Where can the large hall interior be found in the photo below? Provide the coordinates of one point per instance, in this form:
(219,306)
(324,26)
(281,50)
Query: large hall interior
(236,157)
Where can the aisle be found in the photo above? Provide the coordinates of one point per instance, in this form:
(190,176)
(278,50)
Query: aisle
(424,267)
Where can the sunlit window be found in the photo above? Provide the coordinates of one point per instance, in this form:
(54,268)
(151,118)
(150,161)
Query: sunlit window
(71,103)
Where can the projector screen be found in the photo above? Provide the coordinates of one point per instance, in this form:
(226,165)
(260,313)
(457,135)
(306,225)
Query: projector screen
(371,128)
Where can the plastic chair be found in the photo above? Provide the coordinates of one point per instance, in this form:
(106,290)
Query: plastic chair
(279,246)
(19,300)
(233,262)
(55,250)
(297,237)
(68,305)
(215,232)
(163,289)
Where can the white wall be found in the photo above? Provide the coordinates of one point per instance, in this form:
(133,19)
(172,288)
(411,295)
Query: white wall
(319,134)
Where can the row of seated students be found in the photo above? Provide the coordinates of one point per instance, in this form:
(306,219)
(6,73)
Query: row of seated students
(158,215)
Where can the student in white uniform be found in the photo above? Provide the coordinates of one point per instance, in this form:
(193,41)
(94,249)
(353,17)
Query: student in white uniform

Exercise brief: Reproduce every one of the rows above word for word, changing nothing.

Full answer:
Where can the large hall interior be found in the photo below? Provide the coordinates of one point per instance, in this form:
(219,306)
(324,26)
(281,50)
Query: large hall interior
(236,157)
Where can the aisle be found in the photo above? Provide the coordinates of one point per instance, in this form:
(190,176)
(278,50)
Query: aisle
(424,267)
Where can the sunlit window be found in the photo above? Provide the coordinates of one point per instance, in this form:
(54,268)
(151,118)
(150,161)
Query: sunlit window
(71,103)
Where can the projector screen be found in the photo above? Provide the coordinates of one point per instance, in this form:
(226,165)
(260,313)
(457,135)
(306,225)
Query: projector screen
(371,128)
Where can the plastic chair be found in the photo above? Provide the coordinates of one point per instance, in this form:
(106,290)
Query: plastic chair
(279,246)
(19,300)
(233,262)
(55,250)
(297,237)
(68,305)
(215,232)
(163,289)
Where can the white wall be found in the photo above? Provide the coordinates of one point per instance, in this form:
(133,19)
(172,288)
(411,295)
Query: white wall
(319,134)
Where can the row of seated students be found in the photo above? Provide the coordinates of one point per instance, in this form:
(306,219)
(6,73)
Query: row of seated students
(158,215)
Where can the student in white uniform be found in the photo above? Provide the coordinates of one point per instance, in this form:
(193,41)
(94,249)
(353,17)
Query: student in white uniform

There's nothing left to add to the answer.